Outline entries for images
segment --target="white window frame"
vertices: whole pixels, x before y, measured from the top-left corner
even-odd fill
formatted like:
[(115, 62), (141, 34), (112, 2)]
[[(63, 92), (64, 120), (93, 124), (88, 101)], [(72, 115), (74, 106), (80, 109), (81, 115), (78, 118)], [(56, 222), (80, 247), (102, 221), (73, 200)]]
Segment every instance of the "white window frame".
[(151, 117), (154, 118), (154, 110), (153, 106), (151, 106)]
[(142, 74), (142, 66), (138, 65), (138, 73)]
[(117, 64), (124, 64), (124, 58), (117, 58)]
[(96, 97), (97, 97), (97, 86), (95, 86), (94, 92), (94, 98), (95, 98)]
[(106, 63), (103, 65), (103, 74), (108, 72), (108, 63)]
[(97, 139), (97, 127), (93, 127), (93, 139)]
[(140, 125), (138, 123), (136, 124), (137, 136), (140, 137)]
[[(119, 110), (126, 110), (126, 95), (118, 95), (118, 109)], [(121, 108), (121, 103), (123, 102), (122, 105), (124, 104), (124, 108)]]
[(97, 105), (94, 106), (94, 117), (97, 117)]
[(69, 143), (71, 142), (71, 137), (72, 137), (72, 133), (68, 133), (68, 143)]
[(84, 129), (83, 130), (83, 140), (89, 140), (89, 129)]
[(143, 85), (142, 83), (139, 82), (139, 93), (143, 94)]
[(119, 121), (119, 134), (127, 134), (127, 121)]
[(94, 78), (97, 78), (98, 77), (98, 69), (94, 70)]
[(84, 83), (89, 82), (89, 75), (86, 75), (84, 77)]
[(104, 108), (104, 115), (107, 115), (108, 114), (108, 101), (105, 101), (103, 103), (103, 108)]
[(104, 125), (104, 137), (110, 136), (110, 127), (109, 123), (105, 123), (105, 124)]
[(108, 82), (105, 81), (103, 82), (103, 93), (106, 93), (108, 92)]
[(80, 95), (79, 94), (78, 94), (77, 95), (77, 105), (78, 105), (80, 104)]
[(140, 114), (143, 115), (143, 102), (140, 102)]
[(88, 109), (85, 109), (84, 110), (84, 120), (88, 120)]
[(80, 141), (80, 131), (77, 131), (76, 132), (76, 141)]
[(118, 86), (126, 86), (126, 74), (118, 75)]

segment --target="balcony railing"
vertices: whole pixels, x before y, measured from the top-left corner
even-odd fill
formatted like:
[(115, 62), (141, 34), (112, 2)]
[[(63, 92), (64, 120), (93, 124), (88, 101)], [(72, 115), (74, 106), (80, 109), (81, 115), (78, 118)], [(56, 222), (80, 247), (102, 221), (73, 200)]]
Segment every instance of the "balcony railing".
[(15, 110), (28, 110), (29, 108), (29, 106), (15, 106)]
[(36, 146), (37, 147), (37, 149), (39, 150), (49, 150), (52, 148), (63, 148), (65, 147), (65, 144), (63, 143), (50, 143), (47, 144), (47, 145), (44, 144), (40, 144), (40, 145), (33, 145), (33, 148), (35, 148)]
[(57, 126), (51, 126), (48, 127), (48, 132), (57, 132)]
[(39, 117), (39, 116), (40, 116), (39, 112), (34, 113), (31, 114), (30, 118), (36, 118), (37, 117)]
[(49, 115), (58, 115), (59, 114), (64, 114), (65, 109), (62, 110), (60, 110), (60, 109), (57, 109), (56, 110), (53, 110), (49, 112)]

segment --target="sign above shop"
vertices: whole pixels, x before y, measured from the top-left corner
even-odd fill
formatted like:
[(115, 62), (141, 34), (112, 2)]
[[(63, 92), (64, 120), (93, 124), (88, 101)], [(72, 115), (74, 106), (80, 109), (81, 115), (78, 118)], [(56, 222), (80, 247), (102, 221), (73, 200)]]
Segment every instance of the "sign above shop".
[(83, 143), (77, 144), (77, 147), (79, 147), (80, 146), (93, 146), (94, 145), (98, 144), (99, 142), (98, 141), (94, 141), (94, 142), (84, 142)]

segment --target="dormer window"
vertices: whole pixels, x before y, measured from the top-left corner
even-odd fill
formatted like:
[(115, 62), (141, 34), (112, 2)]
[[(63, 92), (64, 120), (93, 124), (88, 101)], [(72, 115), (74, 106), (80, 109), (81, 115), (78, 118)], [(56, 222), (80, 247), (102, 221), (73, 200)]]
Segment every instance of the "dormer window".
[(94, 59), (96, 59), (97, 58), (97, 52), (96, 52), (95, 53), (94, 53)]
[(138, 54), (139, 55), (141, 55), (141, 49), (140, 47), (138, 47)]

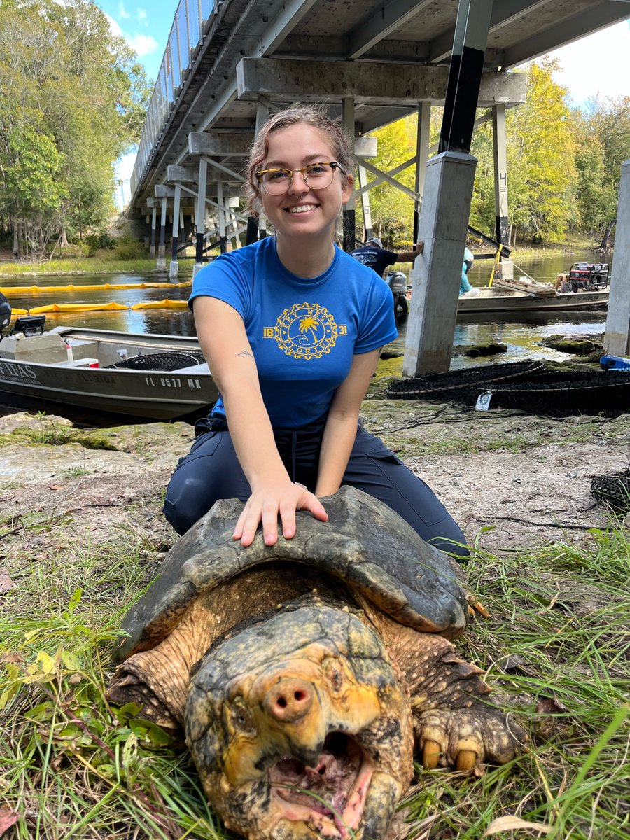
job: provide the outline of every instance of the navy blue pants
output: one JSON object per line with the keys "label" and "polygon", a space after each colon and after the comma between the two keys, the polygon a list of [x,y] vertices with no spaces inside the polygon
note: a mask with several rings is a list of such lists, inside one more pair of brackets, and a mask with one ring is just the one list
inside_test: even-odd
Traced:
{"label": "navy blue pants", "polygon": [[[218,499],[250,496],[228,431],[202,432],[191,451],[180,459],[164,502],[164,514],[180,533],[192,528]],[[304,428],[276,430],[276,444],[292,481],[315,490],[323,423]],[[465,538],[441,501],[422,479],[414,475],[379,438],[357,429],[356,440],[342,484],[357,487],[396,511],[428,543],[442,551],[468,556]]]}

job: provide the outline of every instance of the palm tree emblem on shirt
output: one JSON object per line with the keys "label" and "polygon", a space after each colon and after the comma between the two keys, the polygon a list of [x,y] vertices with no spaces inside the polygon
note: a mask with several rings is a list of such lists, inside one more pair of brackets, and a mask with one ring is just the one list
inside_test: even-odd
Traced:
{"label": "palm tree emblem on shirt", "polygon": [[310,329],[311,330],[311,334],[312,335],[312,340],[313,341],[317,341],[317,338],[318,338],[318,333],[317,333],[318,323],[318,322],[317,321],[317,319],[314,318],[312,318],[311,316],[308,316],[307,318],[303,318],[300,321],[300,332],[301,333],[306,333],[307,330]]}
{"label": "palm tree emblem on shirt", "polygon": [[294,303],[285,309],[273,330],[278,348],[294,359],[321,359],[330,353],[337,343],[341,328],[324,307],[318,303]]}

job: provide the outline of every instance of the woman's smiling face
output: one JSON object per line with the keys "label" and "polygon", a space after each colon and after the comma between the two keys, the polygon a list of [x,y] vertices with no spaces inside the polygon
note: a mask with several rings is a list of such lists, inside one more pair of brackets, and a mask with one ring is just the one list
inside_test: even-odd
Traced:
{"label": "woman's smiling face", "polygon": [[[307,123],[280,129],[269,135],[269,151],[260,169],[299,169],[308,163],[334,160],[335,155],[324,132]],[[339,210],[352,193],[353,177],[337,169],[329,186],[312,190],[301,172],[294,172],[291,186],[280,196],[270,196],[261,188],[265,214],[276,236],[329,234],[332,241]]]}

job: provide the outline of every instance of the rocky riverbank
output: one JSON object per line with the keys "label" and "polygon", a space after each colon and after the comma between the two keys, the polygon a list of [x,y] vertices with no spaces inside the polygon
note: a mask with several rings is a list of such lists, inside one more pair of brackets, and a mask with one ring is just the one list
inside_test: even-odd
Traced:
{"label": "rocky riverbank", "polygon": [[[580,543],[606,526],[591,481],[626,468],[627,414],[554,419],[382,396],[375,391],[365,400],[366,428],[433,488],[480,549]],[[0,417],[5,554],[53,549],[45,527],[53,520],[68,523],[69,560],[94,540],[115,543],[120,528],[170,547],[176,535],[160,513],[162,498],[192,437],[185,423],[86,430],[60,417]]]}

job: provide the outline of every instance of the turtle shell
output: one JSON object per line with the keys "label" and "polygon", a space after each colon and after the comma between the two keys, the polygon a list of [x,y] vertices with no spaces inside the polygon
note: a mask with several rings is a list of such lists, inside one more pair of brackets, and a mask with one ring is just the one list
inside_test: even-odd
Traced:
{"label": "turtle shell", "polygon": [[243,503],[218,501],[171,549],[160,575],[125,616],[129,638],[114,660],[159,644],[200,593],[253,566],[282,561],[339,578],[402,624],[447,638],[459,635],[468,609],[455,563],[361,491],[342,487],[323,501],[328,522],[298,512],[292,539],[281,536],[266,546],[259,532],[247,548],[232,539]]}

* Short exercise
Recast the lines from the start of the rows up to and including the line with "[(118, 86), (126, 86), (126, 74), (118, 75)]" as a numbered list, leaving out any blank lines.

* Task response
1. segment --target="white window frame"
2. vertices: whole pixels, x before y, measured from the top-left corner
3. even-odd fill
4. formatted like:
5. [(115, 62), (141, 34), (112, 2)]
6. [[(63, 92), (64, 120), (93, 124), (88, 101)], [(72, 115), (74, 106), (80, 109), (81, 115), (78, 118)], [(56, 222), (80, 247), (102, 221), (73, 200)]]
7. Segment every instance of the "white window frame".
8. [(151, 117), (154, 118), (154, 110), (153, 106), (151, 106)]
9. [(142, 74), (142, 66), (138, 65), (138, 73)]
10. [(117, 64), (124, 64), (124, 58), (117, 58)]
11. [(96, 97), (97, 97), (97, 86), (95, 86), (94, 92), (94, 98), (95, 98)]
12. [(106, 63), (103, 65), (103, 74), (108, 72), (108, 63)]
13. [(97, 139), (97, 127), (93, 127), (93, 139)]
14. [(140, 125), (138, 123), (136, 124), (137, 136), (140, 137)]
15. [[(119, 110), (126, 110), (126, 95), (118, 95), (118, 109)], [(121, 108), (121, 103), (123, 102), (122, 105), (124, 104), (124, 108)]]
16. [(97, 105), (94, 106), (94, 117), (97, 117)]
17. [(69, 143), (71, 142), (71, 137), (72, 137), (72, 133), (68, 133), (68, 143)]
18. [(84, 129), (83, 130), (83, 140), (89, 140), (89, 129)]
19. [(143, 85), (142, 83), (139, 82), (139, 93), (143, 94)]
20. [(119, 121), (119, 134), (127, 134), (127, 121)]
21. [(94, 78), (97, 78), (98, 77), (98, 69), (94, 70)]
22. [(84, 83), (89, 82), (89, 75), (86, 75), (84, 77)]
23. [(104, 108), (104, 115), (107, 115), (108, 114), (108, 101), (105, 101), (103, 103), (103, 108)]
24. [(104, 125), (104, 137), (110, 136), (110, 127), (109, 123), (105, 123), (105, 124)]
25. [(108, 82), (105, 81), (103, 82), (103, 93), (106, 93), (108, 92)]
26. [(80, 95), (79, 94), (78, 94), (77, 95), (77, 105), (78, 105), (80, 104)]
27. [(140, 114), (143, 115), (143, 102), (140, 102)]
28. [(88, 109), (85, 109), (84, 110), (84, 120), (88, 120)]
29. [(80, 141), (80, 131), (77, 131), (76, 132), (76, 141)]
30. [(118, 86), (126, 86), (126, 74), (118, 75)]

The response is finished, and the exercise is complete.